→ **JOB A**
Retype the article on copper and fibre pricing in full, changing nothing.
→ **JOB B**
Copy the rows starting with the line that contains "give the outline of every instance of the woman's eyebrow" and going on through the last row, renaming "woman's" to "person's" and leaving everything else as it stands.

→ **DOCUMENT EXTRACT**
Copper and fibre: the price relationship

An interesting report has been published on the relationship between the pricing of telecoms services over both old-style copper wiring and new-fangled, so-called next generation (glass)fibre.

Written for ETNO – the European Telecommunications Network Operators’ Association – the report was published initially last month by Plum Consulting, but I’ve seen it as a result of a news item concerning an ETNO workshop held this week and intended to raise awareness of the impact of the pricing of copper-based services on the case for investment in next generation networks.

Copper pricing, which refers to the bit that we pay for our residential telecoms services either to BT or, where the line is BT-owned but leased to another, to that retail provider, is a topical issue not least because Ofcom has recently launched a new consultation on the prices that Openreach – BT’s provider of wholesale network services – can charge its own customers (which then sell retail services to us). So, the timing of the workshop and the publication is highly important in the UK context.

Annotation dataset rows
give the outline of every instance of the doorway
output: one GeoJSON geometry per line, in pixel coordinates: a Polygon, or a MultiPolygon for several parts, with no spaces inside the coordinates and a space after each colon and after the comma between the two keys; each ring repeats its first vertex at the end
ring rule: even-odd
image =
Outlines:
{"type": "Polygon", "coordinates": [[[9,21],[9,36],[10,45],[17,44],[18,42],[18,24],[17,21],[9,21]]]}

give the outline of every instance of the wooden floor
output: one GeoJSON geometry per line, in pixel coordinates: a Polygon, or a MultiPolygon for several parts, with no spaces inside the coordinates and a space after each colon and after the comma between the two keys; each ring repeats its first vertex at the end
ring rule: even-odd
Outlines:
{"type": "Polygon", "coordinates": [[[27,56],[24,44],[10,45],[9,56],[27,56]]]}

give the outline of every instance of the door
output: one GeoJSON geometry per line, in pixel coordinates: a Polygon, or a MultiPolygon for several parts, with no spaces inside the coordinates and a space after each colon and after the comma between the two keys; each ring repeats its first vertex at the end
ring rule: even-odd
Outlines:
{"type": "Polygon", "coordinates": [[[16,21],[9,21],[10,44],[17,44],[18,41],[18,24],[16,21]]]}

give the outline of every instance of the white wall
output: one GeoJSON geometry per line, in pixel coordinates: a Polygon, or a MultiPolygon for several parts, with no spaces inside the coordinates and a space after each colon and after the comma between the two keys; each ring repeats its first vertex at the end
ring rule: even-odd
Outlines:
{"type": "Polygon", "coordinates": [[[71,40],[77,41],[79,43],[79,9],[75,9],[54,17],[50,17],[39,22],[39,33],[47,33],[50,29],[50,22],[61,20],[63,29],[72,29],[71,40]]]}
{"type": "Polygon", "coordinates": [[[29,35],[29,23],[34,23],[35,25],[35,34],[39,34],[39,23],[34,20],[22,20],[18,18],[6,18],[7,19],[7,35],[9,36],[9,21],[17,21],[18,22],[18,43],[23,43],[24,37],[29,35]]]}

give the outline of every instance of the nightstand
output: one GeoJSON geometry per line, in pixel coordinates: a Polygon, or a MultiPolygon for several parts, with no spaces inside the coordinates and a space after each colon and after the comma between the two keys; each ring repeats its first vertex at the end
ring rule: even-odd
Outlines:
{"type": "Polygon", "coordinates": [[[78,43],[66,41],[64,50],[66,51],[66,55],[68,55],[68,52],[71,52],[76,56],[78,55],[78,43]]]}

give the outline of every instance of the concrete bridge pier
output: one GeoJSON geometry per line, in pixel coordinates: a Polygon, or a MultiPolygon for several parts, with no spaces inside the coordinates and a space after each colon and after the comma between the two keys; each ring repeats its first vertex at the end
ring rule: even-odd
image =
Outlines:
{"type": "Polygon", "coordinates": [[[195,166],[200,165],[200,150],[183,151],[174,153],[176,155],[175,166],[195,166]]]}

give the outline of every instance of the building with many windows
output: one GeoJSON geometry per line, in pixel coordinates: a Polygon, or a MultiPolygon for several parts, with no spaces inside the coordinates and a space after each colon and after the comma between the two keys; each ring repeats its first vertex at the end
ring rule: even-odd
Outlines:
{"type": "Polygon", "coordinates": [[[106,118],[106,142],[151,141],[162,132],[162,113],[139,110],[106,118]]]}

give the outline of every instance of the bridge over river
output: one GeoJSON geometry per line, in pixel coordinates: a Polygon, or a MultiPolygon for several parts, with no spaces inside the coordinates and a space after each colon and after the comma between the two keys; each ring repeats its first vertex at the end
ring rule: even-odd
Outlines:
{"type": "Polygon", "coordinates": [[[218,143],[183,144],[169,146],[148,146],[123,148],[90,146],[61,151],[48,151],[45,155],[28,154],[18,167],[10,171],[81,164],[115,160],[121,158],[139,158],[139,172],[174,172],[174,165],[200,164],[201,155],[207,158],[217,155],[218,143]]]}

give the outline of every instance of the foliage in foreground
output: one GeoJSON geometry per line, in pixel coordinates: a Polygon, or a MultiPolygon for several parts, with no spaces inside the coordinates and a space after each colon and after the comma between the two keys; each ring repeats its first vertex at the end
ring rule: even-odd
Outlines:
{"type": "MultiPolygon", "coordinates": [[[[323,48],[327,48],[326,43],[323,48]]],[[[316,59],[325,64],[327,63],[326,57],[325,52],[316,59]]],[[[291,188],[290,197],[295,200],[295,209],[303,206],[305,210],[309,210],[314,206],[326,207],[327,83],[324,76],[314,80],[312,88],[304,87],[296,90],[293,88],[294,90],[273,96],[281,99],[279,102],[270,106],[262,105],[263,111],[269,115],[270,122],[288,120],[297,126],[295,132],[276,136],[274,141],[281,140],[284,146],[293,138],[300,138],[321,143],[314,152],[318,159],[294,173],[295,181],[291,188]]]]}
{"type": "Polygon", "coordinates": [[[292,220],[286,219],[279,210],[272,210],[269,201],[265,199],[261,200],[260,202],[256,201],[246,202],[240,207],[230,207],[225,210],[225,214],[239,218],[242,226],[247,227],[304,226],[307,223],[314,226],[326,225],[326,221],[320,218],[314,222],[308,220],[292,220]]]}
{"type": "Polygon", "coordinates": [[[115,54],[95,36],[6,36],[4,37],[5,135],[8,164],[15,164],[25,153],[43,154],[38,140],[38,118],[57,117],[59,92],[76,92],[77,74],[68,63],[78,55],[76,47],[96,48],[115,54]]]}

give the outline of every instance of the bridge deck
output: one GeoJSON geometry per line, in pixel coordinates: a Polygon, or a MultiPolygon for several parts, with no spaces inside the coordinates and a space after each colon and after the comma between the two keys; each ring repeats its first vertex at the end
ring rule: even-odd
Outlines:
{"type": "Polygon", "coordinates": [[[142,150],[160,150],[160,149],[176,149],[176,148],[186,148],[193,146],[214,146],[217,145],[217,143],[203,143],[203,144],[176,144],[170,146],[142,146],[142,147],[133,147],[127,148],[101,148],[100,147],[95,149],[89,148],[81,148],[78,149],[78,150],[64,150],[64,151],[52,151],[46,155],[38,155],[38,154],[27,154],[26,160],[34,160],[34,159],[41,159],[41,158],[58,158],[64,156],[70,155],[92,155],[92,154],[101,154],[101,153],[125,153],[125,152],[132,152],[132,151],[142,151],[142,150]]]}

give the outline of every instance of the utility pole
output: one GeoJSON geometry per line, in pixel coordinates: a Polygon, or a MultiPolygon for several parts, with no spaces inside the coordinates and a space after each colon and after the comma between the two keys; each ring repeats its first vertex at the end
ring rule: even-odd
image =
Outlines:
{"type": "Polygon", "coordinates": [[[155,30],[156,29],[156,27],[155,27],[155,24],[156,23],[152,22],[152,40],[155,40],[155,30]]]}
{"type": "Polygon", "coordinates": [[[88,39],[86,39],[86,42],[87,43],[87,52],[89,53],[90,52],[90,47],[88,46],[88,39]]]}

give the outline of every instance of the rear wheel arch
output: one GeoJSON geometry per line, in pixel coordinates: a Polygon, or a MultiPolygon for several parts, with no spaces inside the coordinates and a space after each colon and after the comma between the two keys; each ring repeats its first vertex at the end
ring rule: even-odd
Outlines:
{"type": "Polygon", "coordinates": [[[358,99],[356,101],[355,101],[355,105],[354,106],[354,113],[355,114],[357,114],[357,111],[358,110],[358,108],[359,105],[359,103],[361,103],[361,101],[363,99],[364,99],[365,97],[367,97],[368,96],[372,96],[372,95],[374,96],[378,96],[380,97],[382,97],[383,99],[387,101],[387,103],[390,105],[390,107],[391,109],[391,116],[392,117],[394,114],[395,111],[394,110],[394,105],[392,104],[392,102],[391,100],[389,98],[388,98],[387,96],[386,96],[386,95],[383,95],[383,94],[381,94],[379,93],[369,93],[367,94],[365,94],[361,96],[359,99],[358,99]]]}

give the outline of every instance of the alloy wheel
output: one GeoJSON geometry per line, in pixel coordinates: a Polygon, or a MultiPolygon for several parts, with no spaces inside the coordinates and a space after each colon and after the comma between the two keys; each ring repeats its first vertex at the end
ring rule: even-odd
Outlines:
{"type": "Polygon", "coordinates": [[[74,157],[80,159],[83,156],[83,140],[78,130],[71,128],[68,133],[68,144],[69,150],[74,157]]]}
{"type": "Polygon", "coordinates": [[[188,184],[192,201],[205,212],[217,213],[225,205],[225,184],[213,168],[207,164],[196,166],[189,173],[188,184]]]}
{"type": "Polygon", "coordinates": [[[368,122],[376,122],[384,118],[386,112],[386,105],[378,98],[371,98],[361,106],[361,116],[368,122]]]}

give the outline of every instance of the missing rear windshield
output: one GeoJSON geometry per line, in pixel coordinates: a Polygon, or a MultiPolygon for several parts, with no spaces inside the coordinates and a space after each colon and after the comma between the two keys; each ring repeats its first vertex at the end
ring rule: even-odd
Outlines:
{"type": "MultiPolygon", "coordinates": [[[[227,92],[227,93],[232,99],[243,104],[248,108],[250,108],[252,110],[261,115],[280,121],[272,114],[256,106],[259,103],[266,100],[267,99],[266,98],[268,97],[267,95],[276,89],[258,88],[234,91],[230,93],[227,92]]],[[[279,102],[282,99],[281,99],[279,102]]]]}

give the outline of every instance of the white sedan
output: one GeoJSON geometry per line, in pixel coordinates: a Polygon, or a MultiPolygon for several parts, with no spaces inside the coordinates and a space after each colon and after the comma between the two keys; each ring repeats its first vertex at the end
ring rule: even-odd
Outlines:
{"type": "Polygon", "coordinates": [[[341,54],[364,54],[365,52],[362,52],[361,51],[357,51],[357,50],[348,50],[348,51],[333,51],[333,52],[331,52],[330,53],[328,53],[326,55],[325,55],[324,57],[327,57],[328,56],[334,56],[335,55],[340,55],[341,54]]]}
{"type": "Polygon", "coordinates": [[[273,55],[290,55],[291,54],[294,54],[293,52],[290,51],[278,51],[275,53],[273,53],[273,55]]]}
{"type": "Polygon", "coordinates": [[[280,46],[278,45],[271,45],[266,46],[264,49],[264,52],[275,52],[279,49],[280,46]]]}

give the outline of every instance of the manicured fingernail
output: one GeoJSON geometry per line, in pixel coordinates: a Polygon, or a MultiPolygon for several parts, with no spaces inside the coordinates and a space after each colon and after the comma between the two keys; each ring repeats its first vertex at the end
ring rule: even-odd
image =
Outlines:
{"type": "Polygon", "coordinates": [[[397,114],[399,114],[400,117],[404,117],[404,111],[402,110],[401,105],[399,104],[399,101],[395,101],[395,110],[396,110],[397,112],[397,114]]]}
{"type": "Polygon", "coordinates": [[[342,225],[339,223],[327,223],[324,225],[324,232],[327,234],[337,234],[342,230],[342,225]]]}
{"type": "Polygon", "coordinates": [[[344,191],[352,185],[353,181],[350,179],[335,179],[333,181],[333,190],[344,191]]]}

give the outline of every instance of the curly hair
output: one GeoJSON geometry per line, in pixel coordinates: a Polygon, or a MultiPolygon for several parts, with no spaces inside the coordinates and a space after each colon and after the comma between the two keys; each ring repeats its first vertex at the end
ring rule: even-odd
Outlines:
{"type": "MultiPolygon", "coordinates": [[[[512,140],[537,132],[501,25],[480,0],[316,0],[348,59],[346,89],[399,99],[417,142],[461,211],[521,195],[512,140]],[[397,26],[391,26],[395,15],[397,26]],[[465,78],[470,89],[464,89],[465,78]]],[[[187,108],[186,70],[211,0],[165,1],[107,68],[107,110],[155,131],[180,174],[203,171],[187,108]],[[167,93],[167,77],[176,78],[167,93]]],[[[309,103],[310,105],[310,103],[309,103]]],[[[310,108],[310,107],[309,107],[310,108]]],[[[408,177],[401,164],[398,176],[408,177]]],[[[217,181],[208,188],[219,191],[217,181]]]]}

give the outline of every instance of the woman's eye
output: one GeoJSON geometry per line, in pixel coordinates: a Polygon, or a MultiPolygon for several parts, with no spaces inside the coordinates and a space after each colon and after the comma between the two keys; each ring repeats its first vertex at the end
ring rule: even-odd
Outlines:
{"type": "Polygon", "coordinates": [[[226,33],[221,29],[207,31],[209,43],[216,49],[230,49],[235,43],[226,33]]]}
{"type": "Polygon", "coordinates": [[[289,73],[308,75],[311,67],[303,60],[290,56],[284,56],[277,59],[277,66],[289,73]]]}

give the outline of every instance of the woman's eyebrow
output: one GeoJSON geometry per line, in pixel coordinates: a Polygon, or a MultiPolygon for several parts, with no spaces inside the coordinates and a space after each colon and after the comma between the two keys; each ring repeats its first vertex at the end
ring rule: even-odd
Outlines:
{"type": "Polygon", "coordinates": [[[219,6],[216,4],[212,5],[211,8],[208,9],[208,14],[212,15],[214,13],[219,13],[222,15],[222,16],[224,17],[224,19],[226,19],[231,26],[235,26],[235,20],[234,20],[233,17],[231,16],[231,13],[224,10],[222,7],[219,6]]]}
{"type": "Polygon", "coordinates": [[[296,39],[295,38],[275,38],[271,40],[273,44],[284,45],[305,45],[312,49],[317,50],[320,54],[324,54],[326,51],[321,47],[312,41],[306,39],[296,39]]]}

→ **ANSWER A**
Copper and fibre: the price relationship

An interesting report has been published on the relationship between the pricing of telecoms services over both old-style copper wiring and new-fangled, so-called next generation (glass)fibre.

Written for ETNO – the European Telecommunications Network Operators’ Association – the report was published initially last month by Plum Consulting, but I’ve seen it as a result of a news item concerning an ETNO workshop held this week and intended to raise awareness of the impact of the pricing of copper-based services on the case for investment in next generation networks.

Copper pricing, which refers to the bit that we pay for our residential telecoms services either to BT or, where the line is BT-owned but leased to another, to that retail provider, is a topical issue not least because Ofcom has recently launched a new consultation on the prices that Openreach – BT’s provider of wholesale network services – can charge its own customers (which then sell retail services to us). So, the timing of the workshop and the publication is highly important in the UK context.

→ **ANSWER B**
give the outline of every instance of the person's eyebrow
output: one GeoJSON geometry per line, in pixel coordinates: a Polygon, or a MultiPolygon for several parts, with no spaces inside the coordinates and a space after each colon and after the comma between the two keys; each ring repeats its first vertex at the end
ring rule: even-odd
Outlines:
{"type": "Polygon", "coordinates": [[[219,6],[216,4],[212,5],[211,8],[208,9],[208,14],[212,15],[214,13],[219,13],[222,15],[222,16],[224,17],[224,19],[226,19],[231,26],[235,26],[235,20],[234,20],[233,17],[231,16],[231,13],[224,10],[222,7],[219,6]]]}
{"type": "Polygon", "coordinates": [[[296,39],[295,38],[275,38],[271,40],[273,44],[284,45],[305,45],[312,49],[317,50],[320,54],[324,54],[326,51],[321,47],[312,41],[306,39],[296,39]]]}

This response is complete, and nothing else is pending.